-- Begin Document --

Getting back to the book, it was noticeable how much there was to see in Ireland. I had a sneaky, niggling feeling that we had not really left ourselves enough time in which to do it justice. I had to be really strict and choose two or three things to do each day, knowing that we had to be in Armagh on the Friday for the wedding. Timing and planning were going to be crucial. Little did I know that Steve had other ideas, which I should have guessed having known him for three years.
“Right,” I said excitedly, “I have got a list drawn up of where we can go.”
“Really,” was the reply as he continued working on his computer. This was not the anticipated response but I was not going to be deterred. I had hoped for a high level of enthusiasm, with all tasks being dropped so that he could give his opinion on the list I had painstakingly compiled.
Shuffling in closer to where he was sitting, the list was dutifully placed in direct line with his keyboard:
Day one – arrive at airport (Thursday)
Day two – Wicklow mountains & Powerscourt House waterfall
Day three – Cork city centre & cork jail, & Blarney castle
Day four – Ring of Kerry
Day five – Kilarney park and Inch
Day six – Dingle and Dingle peninsula
Day seven – Aran Islands
Day eight – Causeway and rope bridge
Day nine – wedding
Day ten – Newgrange
Day eleven – Dublin
Day twelve – travel back to England.
“So what do you reckon then?” I said once had no option but to look at it.
“I thought we were going to just drive around and see where we were each day?”
“We are, but we need to know what is on the route though and where it will be good to visit.”
“Yes… but this is a plan. We can play it by ear can’t we?”
My enthusiasm deflated even more at this stage. Instead of being totally enthused by my ideas he was just shrugging his shoulders.
“Well, can you have a look through the books, and let me know if there is anywhere you want to visit?” I suggested, more with hope than anything else.
“I am not bothered Dee. As long as Newgrange is on there, which Alfie recommended, and the Causeway, I am pretty easy as to where we go. Don’t lose sight of the fact that the wedding is the most important thing here.”
There spoke the voice of reason. The wedding was important, and I was in danger of losing sight of that fact. It was going to be the chance to meet up with members of my family we usually only see on rare occasions. We had to dedicate at least a day to this process, and no matter what I thought now, it was the most important day of the holiday.

-- End Document --
-- Begin Entries supplied --

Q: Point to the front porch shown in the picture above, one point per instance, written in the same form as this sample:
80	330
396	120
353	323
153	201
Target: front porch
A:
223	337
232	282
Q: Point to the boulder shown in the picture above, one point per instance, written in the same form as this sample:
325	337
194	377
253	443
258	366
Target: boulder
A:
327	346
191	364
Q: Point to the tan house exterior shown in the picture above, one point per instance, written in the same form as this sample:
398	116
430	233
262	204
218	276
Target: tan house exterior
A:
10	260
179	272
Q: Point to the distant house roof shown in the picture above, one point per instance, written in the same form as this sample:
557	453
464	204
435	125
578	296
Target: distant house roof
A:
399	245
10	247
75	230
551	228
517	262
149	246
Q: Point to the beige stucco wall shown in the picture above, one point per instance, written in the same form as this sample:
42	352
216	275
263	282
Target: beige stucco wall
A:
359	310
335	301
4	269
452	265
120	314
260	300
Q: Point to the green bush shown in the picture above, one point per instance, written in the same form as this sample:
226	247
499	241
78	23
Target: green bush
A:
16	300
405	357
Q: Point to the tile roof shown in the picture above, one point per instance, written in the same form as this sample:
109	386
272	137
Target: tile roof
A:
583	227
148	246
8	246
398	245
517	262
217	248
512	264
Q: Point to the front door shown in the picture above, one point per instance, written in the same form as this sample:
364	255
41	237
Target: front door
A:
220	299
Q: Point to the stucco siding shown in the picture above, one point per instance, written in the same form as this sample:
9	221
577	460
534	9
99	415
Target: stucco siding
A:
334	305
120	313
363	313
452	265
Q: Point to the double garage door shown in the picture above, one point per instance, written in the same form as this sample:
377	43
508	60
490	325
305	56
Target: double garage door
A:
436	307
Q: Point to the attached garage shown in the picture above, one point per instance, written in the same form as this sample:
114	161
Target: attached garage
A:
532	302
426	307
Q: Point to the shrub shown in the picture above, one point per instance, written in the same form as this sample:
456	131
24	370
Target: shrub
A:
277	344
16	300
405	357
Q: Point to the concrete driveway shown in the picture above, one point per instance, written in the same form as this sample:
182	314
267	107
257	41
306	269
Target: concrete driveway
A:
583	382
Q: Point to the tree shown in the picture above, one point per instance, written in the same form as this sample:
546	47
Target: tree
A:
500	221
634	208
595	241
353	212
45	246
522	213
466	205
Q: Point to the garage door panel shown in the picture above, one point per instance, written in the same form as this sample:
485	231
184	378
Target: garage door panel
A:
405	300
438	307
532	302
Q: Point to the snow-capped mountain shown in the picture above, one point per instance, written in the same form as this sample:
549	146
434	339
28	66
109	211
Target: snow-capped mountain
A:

-- End Entries supplied --

To be done »
a) Answer these about the Ireland trip text, labeling each answer to match:
(i) Where did the couple have to be on the Friday, and why?
(ii) Who recommended Newgrange?
(iii) How long had the narrator known Steve?
b) Please update the Ireland trip text by writing out the stretch from "Day two – Wicklow" through "back to England." again, with "Ring of Kerry" changed to "Kerry coast".
c) Go on with the Ireland trip text, starting after its final sentence.

Solved problems »
a)
(i) In Armagh, for the wedding.
(ii) Alfie.
(iii) Three years.

b)
Day two – Wicklow mountains & Powerscourt House waterfall
Day three – Cork city centre & cork jail, & Blarney castle
Day four – Kerry coast
Day five – Kilarney park and Inch
Day six – Dingle and Dingle peninsula
Day seven – Aran Islands
Day eight – Causeway and rope bridge
Day nine – wedding
Day ten – Newgrange
Day eleven – Dublin
Day twelve – travel back to England.

c)
“Let’s have a look at the list though,” he sighed, knowing there would be no peace until he had least glanced at it.
I gave him a few minutes, occasionally peering over his shoulder to show that I was waiting with keen anticipation for his opinion. I thought I had put together a pretty impressive itinerary.
“So, what do you reckon?” I asked when he eventually made the mistake of looking up from the scrap of paper I had forced him to consider.
“So what you are saying is, we have a shortish journey to Wicklow, followed by a longer journey to Cork.”
I checked the map, wondering where he was going with this tact.
“Yep, that’s about right.”
“And then, we go to Kerry with some other stops after that up until the Aran Islands. And then you want me to do a huge journey to the Causeway, which is going to be one day before the wedding? Have you seen how far that is Dee?”
I sensed the disbelief in his voice, so once again checked the map, only to find he really did have a point. Re-calculating, I guessed that the drive would take approximately 6 hours, assuming there were no hold ups along the way. Even that was going to be pushing things a wee bit too far. I had to admit defeat here, because it was no apparent I was asking way too much of him, knowing that he would end up doing most of the driving. At the time though, it really did look possible. Once again, I had not taken into account the fact that Ireland is actually quite a large country. And you have to add the fact that the roads are sometimes…. well… rather rural. They don’t really believe in resurfacing until a whole lorry has been swallowed up, and the driver reported missing. Therefore, in deference to any car you drive, the speeds are normally reduced in comparison to what we are used to.
“So what do you suggest?”
“As I said, we play it by ear.”
“Aren’t you going to look at the books to see what is available then?”
“Yes, but when I am ready. This trip is weeks away yet.”
With that, it signified was the end of the conversation. I was left forlornly looking at my list, wondering how much, if any, of it would be completed.
The next discussion point revolved on how to get there.
The choices were as follows:
a) Hire a camper van in the UK and drive it across on the ferry.
b) Hire a camper van in Ireland. (We had been told that there was a company in Banbridge where my cousin lives, who would hire them out for the duration).
c) Drive over and use our car to tour with.
d) Fly over, and then hire a car to tour with.
Too many choices, and this in itself caused stress. Steve hates having too many alternatives being presented, particularly if there is no clear-cut preference. I tend to make instant decisions, most of which are okay, but occasionally huge clangers are dropped, as seen by my attempt at an itinerary.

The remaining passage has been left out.